PROBLEM DETAILS: Give again, word for word, only the lines from the one containing "Query: side mirror" through the final line.

ITEMS:
▼▼▼
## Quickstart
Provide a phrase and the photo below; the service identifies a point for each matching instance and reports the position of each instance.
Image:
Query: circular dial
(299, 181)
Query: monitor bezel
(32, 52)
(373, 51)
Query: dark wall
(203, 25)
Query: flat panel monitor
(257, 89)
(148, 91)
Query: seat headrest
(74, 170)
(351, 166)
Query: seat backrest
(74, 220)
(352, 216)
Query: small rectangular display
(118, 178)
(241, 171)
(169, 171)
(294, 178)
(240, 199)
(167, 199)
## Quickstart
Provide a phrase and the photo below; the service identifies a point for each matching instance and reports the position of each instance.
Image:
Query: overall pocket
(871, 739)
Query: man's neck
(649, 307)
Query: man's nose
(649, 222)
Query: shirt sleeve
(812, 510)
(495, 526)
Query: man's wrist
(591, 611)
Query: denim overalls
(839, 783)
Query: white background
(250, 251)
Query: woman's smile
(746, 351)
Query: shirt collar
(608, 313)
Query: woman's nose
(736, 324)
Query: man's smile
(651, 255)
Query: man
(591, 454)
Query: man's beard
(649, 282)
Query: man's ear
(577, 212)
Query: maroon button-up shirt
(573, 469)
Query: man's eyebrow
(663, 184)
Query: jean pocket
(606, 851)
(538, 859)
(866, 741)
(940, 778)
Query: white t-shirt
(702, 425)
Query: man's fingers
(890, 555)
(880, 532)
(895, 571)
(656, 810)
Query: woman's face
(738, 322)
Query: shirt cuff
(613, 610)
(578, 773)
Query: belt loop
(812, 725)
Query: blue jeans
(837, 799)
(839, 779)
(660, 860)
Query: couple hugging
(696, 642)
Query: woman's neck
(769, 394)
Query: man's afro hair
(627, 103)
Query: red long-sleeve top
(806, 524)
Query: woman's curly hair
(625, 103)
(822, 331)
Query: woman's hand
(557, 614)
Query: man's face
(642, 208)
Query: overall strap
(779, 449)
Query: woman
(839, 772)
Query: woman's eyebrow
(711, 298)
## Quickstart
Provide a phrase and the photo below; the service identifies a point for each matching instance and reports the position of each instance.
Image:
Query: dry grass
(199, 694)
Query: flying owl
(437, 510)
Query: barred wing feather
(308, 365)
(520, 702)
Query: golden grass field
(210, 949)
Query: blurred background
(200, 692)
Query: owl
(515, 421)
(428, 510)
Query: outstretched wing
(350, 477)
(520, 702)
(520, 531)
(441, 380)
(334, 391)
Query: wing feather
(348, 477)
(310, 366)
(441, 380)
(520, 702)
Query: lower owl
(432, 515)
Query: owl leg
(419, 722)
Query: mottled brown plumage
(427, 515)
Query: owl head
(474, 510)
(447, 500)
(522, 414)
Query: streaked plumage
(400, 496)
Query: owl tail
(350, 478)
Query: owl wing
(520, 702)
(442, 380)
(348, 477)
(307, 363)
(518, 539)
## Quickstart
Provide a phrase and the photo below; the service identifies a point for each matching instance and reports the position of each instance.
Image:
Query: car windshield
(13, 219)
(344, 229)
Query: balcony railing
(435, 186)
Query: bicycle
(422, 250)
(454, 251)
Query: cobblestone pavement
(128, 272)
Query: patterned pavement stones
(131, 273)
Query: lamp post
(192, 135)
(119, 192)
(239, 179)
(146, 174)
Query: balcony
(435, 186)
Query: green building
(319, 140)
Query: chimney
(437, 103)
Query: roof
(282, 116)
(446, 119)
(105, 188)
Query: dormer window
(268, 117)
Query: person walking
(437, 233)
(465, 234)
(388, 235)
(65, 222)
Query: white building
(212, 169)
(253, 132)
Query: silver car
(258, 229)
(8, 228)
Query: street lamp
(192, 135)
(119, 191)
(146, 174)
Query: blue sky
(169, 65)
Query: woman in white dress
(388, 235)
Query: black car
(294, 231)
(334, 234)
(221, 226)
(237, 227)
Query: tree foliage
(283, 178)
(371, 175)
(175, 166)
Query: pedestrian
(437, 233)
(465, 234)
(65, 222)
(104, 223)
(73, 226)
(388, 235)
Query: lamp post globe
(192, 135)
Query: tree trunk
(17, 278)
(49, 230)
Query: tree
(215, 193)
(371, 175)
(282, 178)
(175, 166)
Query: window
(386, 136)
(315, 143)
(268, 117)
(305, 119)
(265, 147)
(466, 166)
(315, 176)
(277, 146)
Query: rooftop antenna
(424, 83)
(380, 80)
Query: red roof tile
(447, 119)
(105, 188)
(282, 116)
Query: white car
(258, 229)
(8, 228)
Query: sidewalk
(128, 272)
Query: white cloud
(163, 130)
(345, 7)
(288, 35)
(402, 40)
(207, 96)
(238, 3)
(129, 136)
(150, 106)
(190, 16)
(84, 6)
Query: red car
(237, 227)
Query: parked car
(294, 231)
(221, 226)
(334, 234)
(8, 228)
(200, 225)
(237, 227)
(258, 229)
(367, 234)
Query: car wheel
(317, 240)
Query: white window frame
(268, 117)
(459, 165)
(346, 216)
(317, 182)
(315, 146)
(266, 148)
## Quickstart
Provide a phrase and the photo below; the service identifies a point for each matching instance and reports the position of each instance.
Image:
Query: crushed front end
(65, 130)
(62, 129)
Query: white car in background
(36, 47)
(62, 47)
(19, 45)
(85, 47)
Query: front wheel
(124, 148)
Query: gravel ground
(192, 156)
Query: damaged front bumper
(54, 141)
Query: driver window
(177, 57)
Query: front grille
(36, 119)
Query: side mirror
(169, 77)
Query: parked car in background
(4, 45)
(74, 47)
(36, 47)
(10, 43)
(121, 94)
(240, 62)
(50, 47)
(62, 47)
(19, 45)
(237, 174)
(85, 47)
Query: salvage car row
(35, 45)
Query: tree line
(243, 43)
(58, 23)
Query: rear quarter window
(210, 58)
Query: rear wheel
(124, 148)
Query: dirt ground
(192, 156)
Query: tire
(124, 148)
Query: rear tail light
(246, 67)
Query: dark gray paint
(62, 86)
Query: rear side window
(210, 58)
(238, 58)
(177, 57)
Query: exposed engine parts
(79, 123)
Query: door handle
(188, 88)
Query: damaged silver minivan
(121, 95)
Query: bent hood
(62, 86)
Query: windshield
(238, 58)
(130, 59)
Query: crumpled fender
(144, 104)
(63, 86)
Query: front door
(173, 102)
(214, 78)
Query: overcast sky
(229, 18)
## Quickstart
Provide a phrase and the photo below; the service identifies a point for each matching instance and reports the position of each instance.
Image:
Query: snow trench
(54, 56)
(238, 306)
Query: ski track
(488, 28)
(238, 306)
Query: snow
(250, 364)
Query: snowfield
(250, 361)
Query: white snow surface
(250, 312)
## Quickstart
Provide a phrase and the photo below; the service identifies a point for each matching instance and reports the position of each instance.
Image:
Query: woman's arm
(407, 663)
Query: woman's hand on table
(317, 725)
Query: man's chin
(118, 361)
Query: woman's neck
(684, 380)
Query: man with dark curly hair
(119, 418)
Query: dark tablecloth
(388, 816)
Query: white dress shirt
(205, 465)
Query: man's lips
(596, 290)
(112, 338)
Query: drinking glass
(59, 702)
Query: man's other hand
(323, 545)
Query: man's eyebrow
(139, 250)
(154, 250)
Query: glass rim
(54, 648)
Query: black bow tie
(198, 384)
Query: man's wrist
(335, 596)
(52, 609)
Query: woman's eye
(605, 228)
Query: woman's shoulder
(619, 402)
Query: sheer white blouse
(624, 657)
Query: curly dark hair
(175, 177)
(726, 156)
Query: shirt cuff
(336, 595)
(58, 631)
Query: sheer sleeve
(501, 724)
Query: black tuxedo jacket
▲▲▲
EXERCISE ANSWER:
Query: side mirror
(169, 77)
Query: parked car in background
(4, 45)
(74, 47)
(36, 47)
(10, 43)
(121, 94)
(240, 62)
(50, 47)
(62, 47)
(19, 45)
(237, 174)
(85, 47)
Query: salvage car row
(35, 45)
Query: tree line
(243, 43)
(58, 23)
Query: rear quarter window
(210, 58)
Query: rear wheel
(124, 148)
Query: dirt ground
(192, 156)
Query: tire
(124, 148)
Query: rear tail light
(246, 67)
Query: dark gray paint
(62, 86)
Query: rear side window
(210, 58)
(238, 58)
(177, 57)
Query: exposed engine parts
(79, 123)
Query: door handle
(188, 88)
Query: damaged silver minivan
(121, 95)
Query: bent hood
(62, 86)
Query: windshield
(238, 58)
(130, 59)
Query: crumpled fender
(144, 104)
(63, 86)
Query: front door
(173, 102)
(214, 78)
Query: overcast sky
(229, 18)
## Quickstart
Provide a phrase and the photo below; the service identifies a point for each matching instance and reports the position of each instance.
Image:
Query: snow trench
(54, 56)
(238, 306)
Query: ski track
(488, 28)
(238, 306)
Query: snow
(250, 364)
Query: snowfield
(250, 361)
Query: white snow surface
(250, 312)
## Quickstart
Provide a phrase and the photo below; the service identifies a point for each matching instance and reports the position of each instance.
Image:
Query: woman's arm
(407, 663)
Query: woman's hand on table
(317, 725)
Query: man's chin
(118, 361)
Query: woman's neck
(684, 380)
Query: man with dark curly hair
(119, 418)
Query: dark tablecloth
(388, 816)
Query: white dress shirt
(205, 465)
Query: man's lips
(596, 290)
(112, 338)
Query: drinking glass
(59, 702)
Query: man's other hand
(323, 545)
Query: man's eyebrow
(139, 250)
(154, 250)
Query: glass rim
(54, 648)
Query: black bow tie
(198, 384)
Query: man's wrist
(335, 596)
(52, 609)
Query: woman's eye
(605, 228)
Query: woman's shoulder
(619, 402)
Query: sheer white blouse
(624, 657)
Query: curly dark hair
(175, 177)
(726, 156)
Query: shirt cuff
(336, 595)
(58, 631)
Query: sheer sleeve
(501, 724)
Query: black tuxedo jacket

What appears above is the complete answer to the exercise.